Send back all of the records, each one exactly as written.

· · · · · · ·

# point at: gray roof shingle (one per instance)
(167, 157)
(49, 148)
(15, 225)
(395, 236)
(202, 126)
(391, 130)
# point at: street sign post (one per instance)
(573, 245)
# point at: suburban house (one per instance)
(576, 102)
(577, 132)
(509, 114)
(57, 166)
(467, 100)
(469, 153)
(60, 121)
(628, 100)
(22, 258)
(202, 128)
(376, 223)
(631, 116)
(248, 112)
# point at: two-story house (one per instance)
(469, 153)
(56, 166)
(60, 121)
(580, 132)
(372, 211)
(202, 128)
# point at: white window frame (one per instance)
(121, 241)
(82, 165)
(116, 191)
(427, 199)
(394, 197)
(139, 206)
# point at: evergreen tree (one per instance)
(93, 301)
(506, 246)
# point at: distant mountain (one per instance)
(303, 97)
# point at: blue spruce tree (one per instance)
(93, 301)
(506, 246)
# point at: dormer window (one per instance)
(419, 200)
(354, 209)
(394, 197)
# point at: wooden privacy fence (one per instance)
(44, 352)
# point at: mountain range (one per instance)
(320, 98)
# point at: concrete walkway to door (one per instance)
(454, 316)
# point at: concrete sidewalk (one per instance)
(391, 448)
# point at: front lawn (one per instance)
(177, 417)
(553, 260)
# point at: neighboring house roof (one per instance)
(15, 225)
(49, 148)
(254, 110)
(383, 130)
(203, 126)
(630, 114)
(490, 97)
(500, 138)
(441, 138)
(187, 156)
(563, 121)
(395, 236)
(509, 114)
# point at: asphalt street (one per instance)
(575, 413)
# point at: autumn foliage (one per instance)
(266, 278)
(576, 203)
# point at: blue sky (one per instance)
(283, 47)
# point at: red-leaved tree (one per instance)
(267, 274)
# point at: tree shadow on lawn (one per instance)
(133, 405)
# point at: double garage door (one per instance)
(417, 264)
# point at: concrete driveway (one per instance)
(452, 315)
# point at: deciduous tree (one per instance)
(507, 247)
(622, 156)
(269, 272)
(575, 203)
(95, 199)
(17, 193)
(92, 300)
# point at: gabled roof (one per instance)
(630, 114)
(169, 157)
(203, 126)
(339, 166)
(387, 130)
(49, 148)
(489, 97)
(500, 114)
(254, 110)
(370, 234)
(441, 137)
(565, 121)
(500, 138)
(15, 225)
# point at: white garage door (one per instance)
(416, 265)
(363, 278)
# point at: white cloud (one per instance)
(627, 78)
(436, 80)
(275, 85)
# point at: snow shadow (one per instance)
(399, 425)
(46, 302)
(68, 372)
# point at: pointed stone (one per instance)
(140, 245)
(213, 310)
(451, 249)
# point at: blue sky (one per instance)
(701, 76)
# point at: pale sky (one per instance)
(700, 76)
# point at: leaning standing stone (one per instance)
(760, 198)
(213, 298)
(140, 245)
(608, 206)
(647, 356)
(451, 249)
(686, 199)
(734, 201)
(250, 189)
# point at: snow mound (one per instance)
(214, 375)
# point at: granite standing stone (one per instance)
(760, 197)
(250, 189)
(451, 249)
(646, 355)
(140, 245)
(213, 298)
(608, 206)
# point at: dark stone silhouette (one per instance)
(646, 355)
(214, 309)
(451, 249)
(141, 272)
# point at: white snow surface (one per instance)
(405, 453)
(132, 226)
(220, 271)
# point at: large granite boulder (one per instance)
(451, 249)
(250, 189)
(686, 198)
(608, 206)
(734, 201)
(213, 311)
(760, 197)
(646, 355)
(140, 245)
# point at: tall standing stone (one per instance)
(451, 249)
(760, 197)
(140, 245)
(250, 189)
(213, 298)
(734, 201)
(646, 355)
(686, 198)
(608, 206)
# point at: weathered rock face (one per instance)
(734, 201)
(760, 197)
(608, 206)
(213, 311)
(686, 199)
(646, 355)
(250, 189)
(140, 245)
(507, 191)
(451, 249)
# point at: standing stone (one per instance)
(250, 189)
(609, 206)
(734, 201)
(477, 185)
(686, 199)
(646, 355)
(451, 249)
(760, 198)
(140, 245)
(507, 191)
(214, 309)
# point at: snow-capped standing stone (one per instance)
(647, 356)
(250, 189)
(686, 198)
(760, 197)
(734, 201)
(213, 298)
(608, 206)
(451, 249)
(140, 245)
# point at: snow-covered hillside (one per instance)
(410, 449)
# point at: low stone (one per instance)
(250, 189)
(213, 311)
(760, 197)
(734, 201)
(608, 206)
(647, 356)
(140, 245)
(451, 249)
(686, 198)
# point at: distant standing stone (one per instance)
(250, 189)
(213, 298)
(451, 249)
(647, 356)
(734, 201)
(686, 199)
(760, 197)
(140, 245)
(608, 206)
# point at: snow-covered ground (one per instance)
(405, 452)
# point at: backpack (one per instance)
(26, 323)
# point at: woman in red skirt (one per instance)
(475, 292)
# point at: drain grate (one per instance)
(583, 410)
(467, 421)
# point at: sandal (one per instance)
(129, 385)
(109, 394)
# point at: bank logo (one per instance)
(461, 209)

· · · · · · ·

Written answer:
# point at: gray roof shingle (one per instance)
(167, 157)
(49, 148)
(15, 225)
(395, 236)
(202, 126)
(391, 130)
# point at: street sign post (one per instance)
(573, 245)
# point at: suburban house (one per instance)
(576, 102)
(577, 132)
(509, 114)
(57, 166)
(467, 100)
(469, 153)
(60, 121)
(628, 100)
(22, 258)
(202, 128)
(376, 223)
(631, 116)
(248, 112)
# point at: two-story house (one per instance)
(469, 153)
(56, 166)
(60, 121)
(580, 132)
(372, 211)
(202, 128)
# point at: white window frame (one per instance)
(121, 241)
(82, 165)
(116, 191)
(427, 199)
(394, 197)
(139, 206)
# point at: evergreen tree (one per instance)
(93, 301)
(506, 246)
# point at: distant mountain (one per instance)
(303, 97)
# point at: blue spruce tree (one per instance)
(93, 301)
(506, 246)
# point at: dormer window (one per instance)
(419, 200)
(354, 209)
(394, 197)
# point at: wooden privacy fence (one per instance)
(44, 352)
# point at: mountain range (one per instance)
(320, 98)
# point at: concrete walkway to door (one per instance)
(454, 316)
# point at: concrete sidewalk (one per instance)
(391, 448)
# point at: front lawn (one per instance)
(177, 417)
(553, 260)
# point at: neighboring house roof (one per instance)
(15, 225)
(49, 148)
(254, 110)
(383, 130)
(203, 126)
(630, 114)
(490, 97)
(500, 138)
(441, 138)
(187, 156)
(563, 121)
(395, 236)
(509, 114)
# point at: asphalt street (one per instance)
(575, 413)
# point at: autumn foliage (one per instance)
(266, 278)
(576, 203)
# point at: blue sky (one per instance)
(283, 47)
# point at: red-leaved tree (one per instance)
(267, 274)
# point at: tree shadow on lawn (one per instance)
(133, 405)
# point at: double garage door (one per instance)
(417, 264)
# point at: concrete driveway (one per instance)
(452, 315)
# point at: deciduous tree (one per instance)
(507, 247)
(622, 156)
(269, 272)
(575, 203)
(95, 199)
(17, 193)
(92, 300)
# point at: gabled roof (one per instance)
(630, 114)
(169, 157)
(203, 126)
(339, 166)
(387, 130)
(49, 148)
(489, 97)
(500, 114)
(254, 110)
(370, 234)
(441, 137)
(565, 121)
(500, 138)
(15, 225)
# point at: white garage door (one per instance)
(416, 265)
(363, 278)
# point at: white cloud (one per instance)
(627, 78)
(436, 80)
(275, 85)
# point at: snow shadow (one per instance)
(399, 425)
(46, 302)
(68, 372)
# point at: pointed stone (one per instance)
(140, 245)
(213, 310)
(451, 249)
# point at: blue sky (one per instance)
(701, 76)
# point at: pale sky (one per instance)
(700, 76)
# point at: leaning standing stone (one per instance)
(760, 198)
(213, 298)
(140, 245)
(608, 206)
(647, 356)
(451, 249)
(686, 199)
(734, 201)
(250, 189)
# point at: snow mound (one per instance)
(214, 375)
# point at: granite standing stone (one per instance)
(760, 197)
(250, 189)
(451, 249)
(646, 355)
(140, 245)
(213, 298)
(608, 206)
# point at: dark stone silhouette (one per instance)
(646, 355)
(214, 309)
(451, 249)
(141, 272)
# point at: white snow surface (one per instance)
(405, 453)
(132, 226)
(220, 271)
# point at: large granite boulder (one per instance)
(451, 249)
(250, 189)
(686, 198)
(608, 206)
(734, 201)
(213, 311)
(760, 197)
(646, 355)
(140, 245)
# point at: tall standing stone (one per instance)
(451, 249)
(760, 197)
(140, 245)
(250, 189)
(213, 298)
(734, 201)
(646, 355)
(686, 198)
(608, 206)
# point at: weathered rock face (one per instance)
(734, 201)
(760, 197)
(608, 206)
(213, 311)
(686, 199)
(646, 355)
(250, 189)
(140, 245)
(507, 191)
(451, 249)
# point at: standing stone (one per instance)
(250, 189)
(609, 206)
(734, 201)
(477, 185)
(686, 199)
(646, 355)
(451, 249)
(760, 198)
(140, 245)
(507, 191)
(214, 309)
# point at: snow-capped standing stone (one per instance)
(647, 356)
(250, 189)
(686, 198)
(760, 197)
(734, 201)
(213, 298)
(608, 206)
(451, 249)
(140, 245)
# point at: snow-covered hillside (one per instance)
(410, 449)
# point at: low stone (one per instance)
(250, 189)
(213, 311)
(760, 197)
(734, 201)
(608, 206)
(647, 356)
(140, 245)
(451, 249)
(686, 198)
# point at: distant standing stone (one per instance)
(250, 189)
(213, 298)
(451, 249)
(647, 356)
(734, 201)
(686, 199)
(760, 197)
(140, 245)
(608, 206)
# point at: snow-covered ground (one per instance)
(405, 452)
# point at: backpack (one per instance)
(26, 323)
# point at: woman in red skirt (one per instance)
(475, 292)
# point at: drain grate (one per instance)
(583, 410)
(467, 421)
# point at: sandal (one per instance)
(129, 385)
(109, 394)
# point at: bank logo (one per instance)
(461, 209)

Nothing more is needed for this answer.